== Recorded information

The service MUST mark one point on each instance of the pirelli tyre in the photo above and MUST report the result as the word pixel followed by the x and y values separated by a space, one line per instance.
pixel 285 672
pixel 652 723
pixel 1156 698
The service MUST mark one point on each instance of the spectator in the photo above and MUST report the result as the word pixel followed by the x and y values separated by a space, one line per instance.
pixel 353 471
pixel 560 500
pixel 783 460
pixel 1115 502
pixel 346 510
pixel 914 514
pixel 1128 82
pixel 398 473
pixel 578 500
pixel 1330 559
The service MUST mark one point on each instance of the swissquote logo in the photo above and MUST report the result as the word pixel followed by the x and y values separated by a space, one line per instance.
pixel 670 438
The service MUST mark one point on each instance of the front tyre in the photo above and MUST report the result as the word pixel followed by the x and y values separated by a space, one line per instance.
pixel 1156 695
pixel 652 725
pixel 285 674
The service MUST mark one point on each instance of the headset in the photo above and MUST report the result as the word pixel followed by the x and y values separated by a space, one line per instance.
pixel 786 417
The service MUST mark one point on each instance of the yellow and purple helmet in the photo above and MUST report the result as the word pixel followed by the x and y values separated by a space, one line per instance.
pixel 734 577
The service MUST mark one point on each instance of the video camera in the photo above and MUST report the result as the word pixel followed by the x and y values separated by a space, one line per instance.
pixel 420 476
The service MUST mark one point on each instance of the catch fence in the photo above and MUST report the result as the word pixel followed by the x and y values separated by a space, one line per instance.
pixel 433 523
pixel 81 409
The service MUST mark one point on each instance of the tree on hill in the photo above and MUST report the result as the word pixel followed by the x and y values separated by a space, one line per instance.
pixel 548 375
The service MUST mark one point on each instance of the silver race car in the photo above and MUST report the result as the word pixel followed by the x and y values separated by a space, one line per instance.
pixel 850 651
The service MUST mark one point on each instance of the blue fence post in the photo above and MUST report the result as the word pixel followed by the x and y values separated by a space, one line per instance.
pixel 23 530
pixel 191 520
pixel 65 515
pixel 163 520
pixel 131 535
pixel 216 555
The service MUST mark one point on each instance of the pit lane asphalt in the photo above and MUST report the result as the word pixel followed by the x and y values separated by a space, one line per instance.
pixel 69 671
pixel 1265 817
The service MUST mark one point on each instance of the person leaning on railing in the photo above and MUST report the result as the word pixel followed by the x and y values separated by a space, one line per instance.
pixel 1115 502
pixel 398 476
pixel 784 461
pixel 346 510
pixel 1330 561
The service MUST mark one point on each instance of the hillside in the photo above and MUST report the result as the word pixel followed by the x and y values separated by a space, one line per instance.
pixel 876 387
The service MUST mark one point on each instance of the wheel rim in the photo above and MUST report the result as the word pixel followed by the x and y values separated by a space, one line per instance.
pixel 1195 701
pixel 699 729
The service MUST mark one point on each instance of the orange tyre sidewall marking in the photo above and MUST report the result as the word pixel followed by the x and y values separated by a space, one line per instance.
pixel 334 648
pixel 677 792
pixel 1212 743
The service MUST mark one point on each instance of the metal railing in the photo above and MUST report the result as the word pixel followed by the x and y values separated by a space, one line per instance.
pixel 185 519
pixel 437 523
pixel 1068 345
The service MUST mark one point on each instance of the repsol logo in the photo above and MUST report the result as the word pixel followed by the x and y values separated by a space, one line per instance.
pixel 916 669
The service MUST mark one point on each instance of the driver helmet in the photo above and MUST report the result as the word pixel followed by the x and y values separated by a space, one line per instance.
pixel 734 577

====

> **Given request**
Please put the material above into a CSV with two columns, text and points, giving each row one labeling sentence and the points listed under it. Quote both fields and turn line breaks into spaces.

> **Full output**
text,points
"The service MUST mark one point on each instance of the pirelli tyre in the photo above and MUST report the result as the word pixel followed by the x and y values separated by a space, one line per instance.","pixel 285 672 pixel 652 723 pixel 1156 698"
"The service MUST mark one point on each instance of the spectator in the photo above and MUST report the result as the word pixel followed by the x and y values separated by a space, one line per instance.","pixel 353 471 pixel 560 500 pixel 783 460 pixel 1115 502 pixel 346 510 pixel 914 514 pixel 1128 82 pixel 398 473 pixel 578 500 pixel 1330 559"
"The service MUST mark one point on each instance of the swissquote logo in the photo above and MUST report the result as the word pixel followed by the x and y values separated by a space, one line per instance.","pixel 670 438"
"The service MUST mark one point on each instance of the front tyre in the photo above and MUST report the result as the word pixel followed by the x and y values separated by a space, one line per instance.","pixel 1156 695 pixel 652 725 pixel 285 674"
"The service MUST mark one point on each instance of the headset in the photo above and MUST report the result as the word pixel followed by the x and y values separated by a space, one line per instance.","pixel 786 417"
"The service MUST mark one point on each instance of the yellow and purple helmet in the photo above and MUST report the result as the word pixel followed by the x and y values separated by a space, one line per instance.","pixel 734 577"
"The service MUST mark one point on each instance of the video camera in the photo above and MUST report the result as the word pixel followed by the x and y values separated by a space, one line per instance.","pixel 420 476"
"The service MUST mark one point on each instance of the catch fence in the photo above and MUST report the result as the word pixel followed by the x and y values separated by a space, one line per instance.","pixel 433 523 pixel 81 409"
"The service MUST mark one point on each instance of the tree on hill in the photo above and MUST report the result as the word pixel followed by the x and y values separated by a space, one line per instance.","pixel 548 375"
"The service MUST mark one point on each instance of the silver race car in the photo above and MUST report the result as the word pixel followed by the x and y values separated by a space, one line per instance.","pixel 850 651"
"The service MUST mark one point on each instance of the blue fence post in the photo above and MUST report the result as the word pixel followed by the x and y values separated by a space, one line per instance.","pixel 23 530 pixel 191 520 pixel 65 515 pixel 163 520 pixel 131 535 pixel 216 555"
"The service MUST mark one point on each instance of the pit lane asphalt in the photo above and MUST report the result as the word pixel followed by the x and y values separated by a space, one line per instance.","pixel 69 671 pixel 1265 817"
"The service MUST mark one point on each instance of the person leaning on railing in the photo above and MUST report the result as the word pixel followed by the x and y values separated by a space, one line per instance.","pixel 1115 502 pixel 398 476 pixel 784 461 pixel 346 510 pixel 1330 561"
"The service MUST mark one point on each instance of the hillside in the photo above and MUST report the result as the word pixel followed by the x and y values separated by a space, one line per instance.","pixel 876 387"
"The service MUST mark one point on each instance of the wheel rim in the photo above and MUST report the result as the word pixel followed by the x and y values separated by a space, one line per instance.","pixel 1195 701 pixel 699 729"
"The service MUST mark one point on each instance of the orange tyre sidewall marking in the photo above and MUST report the result as the word pixel followed by the x and y values separated by a space, one line per instance.","pixel 334 648 pixel 677 792 pixel 1212 743"
"The service MUST mark one point on each instance of the metal railing in the photo above and MUST report the result as the word pixel followed by the x and y values separated by a space, one line per instance.","pixel 185 519 pixel 437 523 pixel 1068 345"
"The service MUST mark one point on each instance of the repsol logo in the photo above and MUST report the result as the word pixel followed by the x and y values separated by a space, one line per instance.","pixel 916 669"
"The service MUST mark one point on each instance of the driver helmet in the photo above and MUST report the result as the word pixel followed by the x and y values separated by a space, one line per instance.","pixel 734 577"